---------- EXTRACTED RECORDS
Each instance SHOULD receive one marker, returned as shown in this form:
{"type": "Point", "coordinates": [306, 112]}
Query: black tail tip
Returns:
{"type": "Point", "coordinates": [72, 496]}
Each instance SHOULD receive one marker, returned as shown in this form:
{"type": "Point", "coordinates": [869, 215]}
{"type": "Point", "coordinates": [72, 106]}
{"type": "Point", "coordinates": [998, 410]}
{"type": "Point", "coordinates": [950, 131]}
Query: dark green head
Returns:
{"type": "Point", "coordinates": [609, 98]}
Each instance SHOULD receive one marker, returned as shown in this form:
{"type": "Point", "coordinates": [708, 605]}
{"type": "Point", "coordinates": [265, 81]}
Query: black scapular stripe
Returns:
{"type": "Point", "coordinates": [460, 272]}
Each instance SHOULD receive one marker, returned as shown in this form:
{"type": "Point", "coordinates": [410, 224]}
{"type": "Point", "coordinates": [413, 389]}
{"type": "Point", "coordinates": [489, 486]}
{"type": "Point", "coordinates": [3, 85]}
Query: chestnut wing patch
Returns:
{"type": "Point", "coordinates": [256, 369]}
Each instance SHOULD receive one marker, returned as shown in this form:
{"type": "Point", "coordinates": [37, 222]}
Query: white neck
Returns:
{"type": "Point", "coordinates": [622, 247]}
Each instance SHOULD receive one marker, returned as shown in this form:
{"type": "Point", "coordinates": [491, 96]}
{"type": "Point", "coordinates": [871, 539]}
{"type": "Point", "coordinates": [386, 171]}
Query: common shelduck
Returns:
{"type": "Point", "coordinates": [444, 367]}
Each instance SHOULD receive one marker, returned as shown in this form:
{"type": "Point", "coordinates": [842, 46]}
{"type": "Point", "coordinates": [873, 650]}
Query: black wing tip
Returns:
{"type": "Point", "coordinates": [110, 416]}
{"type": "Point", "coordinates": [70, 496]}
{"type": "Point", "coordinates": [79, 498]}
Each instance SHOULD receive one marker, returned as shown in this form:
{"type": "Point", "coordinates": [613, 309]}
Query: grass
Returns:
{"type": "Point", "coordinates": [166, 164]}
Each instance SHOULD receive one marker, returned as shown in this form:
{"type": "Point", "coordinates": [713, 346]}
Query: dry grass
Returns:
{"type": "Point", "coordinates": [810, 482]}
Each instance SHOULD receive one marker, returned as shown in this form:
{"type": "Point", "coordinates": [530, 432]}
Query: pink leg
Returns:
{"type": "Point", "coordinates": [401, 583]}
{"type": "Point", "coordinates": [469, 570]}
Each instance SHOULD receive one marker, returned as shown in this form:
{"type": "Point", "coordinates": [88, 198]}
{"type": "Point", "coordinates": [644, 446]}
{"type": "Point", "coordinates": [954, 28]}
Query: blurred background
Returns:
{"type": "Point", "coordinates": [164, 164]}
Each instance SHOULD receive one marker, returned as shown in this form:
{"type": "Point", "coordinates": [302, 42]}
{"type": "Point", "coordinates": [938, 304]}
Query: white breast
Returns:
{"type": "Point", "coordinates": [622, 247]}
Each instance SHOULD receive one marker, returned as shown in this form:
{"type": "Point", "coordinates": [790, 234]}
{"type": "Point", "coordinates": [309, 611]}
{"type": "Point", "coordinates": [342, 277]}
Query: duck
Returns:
--------------------
— DO THIS —
Extract, word for word, each line of the listing above.

— COMPLETE OUTPUT —
Each instance SHOULD receive one marker, returned as shown in this form:
{"type": "Point", "coordinates": [306, 112]}
Query: black tail tip
Returns:
{"type": "Point", "coordinates": [72, 496]}
Each instance SHOULD receive one marker, returned as shown in this form:
{"type": "Point", "coordinates": [869, 215]}
{"type": "Point", "coordinates": [72, 106]}
{"type": "Point", "coordinates": [998, 410]}
{"type": "Point", "coordinates": [950, 131]}
Query: dark green head
Returns:
{"type": "Point", "coordinates": [609, 98]}
Each instance SHOULD receive one marker, returned as shown in this form:
{"type": "Point", "coordinates": [708, 605]}
{"type": "Point", "coordinates": [265, 81]}
Query: black scapular stripe
Returns:
{"type": "Point", "coordinates": [460, 272]}
Each instance SHOULD receive one marker, returned as shown in this form:
{"type": "Point", "coordinates": [410, 224]}
{"type": "Point", "coordinates": [413, 389]}
{"type": "Point", "coordinates": [489, 486]}
{"type": "Point", "coordinates": [3, 85]}
Query: chestnut wing patch
Returns:
{"type": "Point", "coordinates": [256, 369]}
Each instance SHOULD receive one marker, returned as shown in this form:
{"type": "Point", "coordinates": [37, 222]}
Query: white neck
Returns:
{"type": "Point", "coordinates": [622, 247]}
Each instance SHOULD receive one marker, returned as shown in this form:
{"type": "Point", "coordinates": [491, 96]}
{"type": "Point", "coordinates": [871, 539]}
{"type": "Point", "coordinates": [386, 171]}
Query: common shelduck
Returns:
{"type": "Point", "coordinates": [444, 367]}
Each instance SHOULD receive one marker, returned as shown in this form:
{"type": "Point", "coordinates": [842, 46]}
{"type": "Point", "coordinates": [873, 650]}
Query: black wing tip
Returns:
{"type": "Point", "coordinates": [110, 416]}
{"type": "Point", "coordinates": [70, 496]}
{"type": "Point", "coordinates": [79, 498]}
Each instance SHOULD receive one marker, returned as shown in this form:
{"type": "Point", "coordinates": [613, 309]}
Query: grass
Returns:
{"type": "Point", "coordinates": [166, 164]}
Each instance SHOULD receive one marker, returned as shown in this form:
{"type": "Point", "coordinates": [713, 346]}
Query: dry grass
Returns:
{"type": "Point", "coordinates": [810, 482]}
Each instance SHOULD receive one marker, returned as shown in this form:
{"type": "Point", "coordinates": [530, 432]}
Query: pink leg
Returns:
{"type": "Point", "coordinates": [401, 583]}
{"type": "Point", "coordinates": [469, 570]}
Each instance SHOULD receive one marker, returned as shown in this form:
{"type": "Point", "coordinates": [88, 198]}
{"type": "Point", "coordinates": [644, 446]}
{"type": "Point", "coordinates": [954, 28]}
Query: blurred background
Returns:
{"type": "Point", "coordinates": [164, 164]}
Each instance SHOULD receive one marker, returned as shown in this form:
{"type": "Point", "coordinates": [302, 42]}
{"type": "Point", "coordinates": [938, 304]}
Query: white breast
Returns:
{"type": "Point", "coordinates": [622, 247]}
Each instance SHOULD receive one marker, returned as shown in this form:
{"type": "Point", "coordinates": [790, 234]}
{"type": "Point", "coordinates": [309, 611]}
{"type": "Point", "coordinates": [342, 277]}
Query: duck
Returns:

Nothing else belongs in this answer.